Extrait présenté:
>>>>

Ces problèmes ne se posent d'ailleurs pas à l'époque, ce d'autant que le détail de tous les rituels n'est point encore consigné en 1778. Le Convent des Gaules charge seulement Jean de Turckheim de rédiger les rituels de l'Ordre Intérieur et il spécifie que la classe symbolique ne comporte que les quatre degrés des rituels bleus et verts révisés par Salzmann, Willermoz, Braun, Paganucci et Perisse du Luc. Lesdits rituels sont arrêtés dans leurs grandes lignes en 1778. Ultérieurement ils subiront les modifications que j'ai signalées dans mon message de la Saint-Hughes 1978.
À Lyon on met en tout cas noir sur blanc - " l'Instruction par demandes et réponses ", concernant le symbolisme de la loge, et l'on définit les principes de base de la future " Règle Maçonnique " présentée ultérieurement au Convent Général de Wilhelmsbad et dont les ouvrages sur la maçonnerie et les Revues, comme feu Le Symbolisme, ont donné le texte in extenso.

<<<<

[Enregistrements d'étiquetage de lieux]
>>>>

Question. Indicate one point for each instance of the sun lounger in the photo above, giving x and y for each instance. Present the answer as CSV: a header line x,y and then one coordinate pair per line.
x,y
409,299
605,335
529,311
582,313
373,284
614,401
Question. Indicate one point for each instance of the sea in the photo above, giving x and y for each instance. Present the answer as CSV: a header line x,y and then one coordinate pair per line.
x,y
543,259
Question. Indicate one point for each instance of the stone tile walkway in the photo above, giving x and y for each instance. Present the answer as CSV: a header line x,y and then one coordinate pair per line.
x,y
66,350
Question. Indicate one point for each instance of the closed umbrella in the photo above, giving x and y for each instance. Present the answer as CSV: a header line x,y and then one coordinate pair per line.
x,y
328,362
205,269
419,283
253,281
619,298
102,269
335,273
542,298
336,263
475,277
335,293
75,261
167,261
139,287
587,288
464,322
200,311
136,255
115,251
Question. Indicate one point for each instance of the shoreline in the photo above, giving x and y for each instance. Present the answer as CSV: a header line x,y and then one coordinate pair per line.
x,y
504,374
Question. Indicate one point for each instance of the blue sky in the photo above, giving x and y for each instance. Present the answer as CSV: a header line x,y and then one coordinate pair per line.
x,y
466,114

<<<<

Travail demandé: Pouvez-vous restituer mot pour mot le passage du texte sur les rituels maçonniques qui va de « À Lyon on met » jusqu'à « texte in extenso. » ?

Réponse attendue:
À Lyon on met en tout cas noir sur blanc - " l'Instruction par demandes et réponses ", concernant le symbolisme de la loge, et l'on définit les principes de base de la future " Règle Maçonnique " présentée ultérieurement au Convent Général de Wilhelmsbad et dont les ouvrages sur la maçonnerie et les Revues, comme feu Le Symbolisme, ont donné le texte in extenso.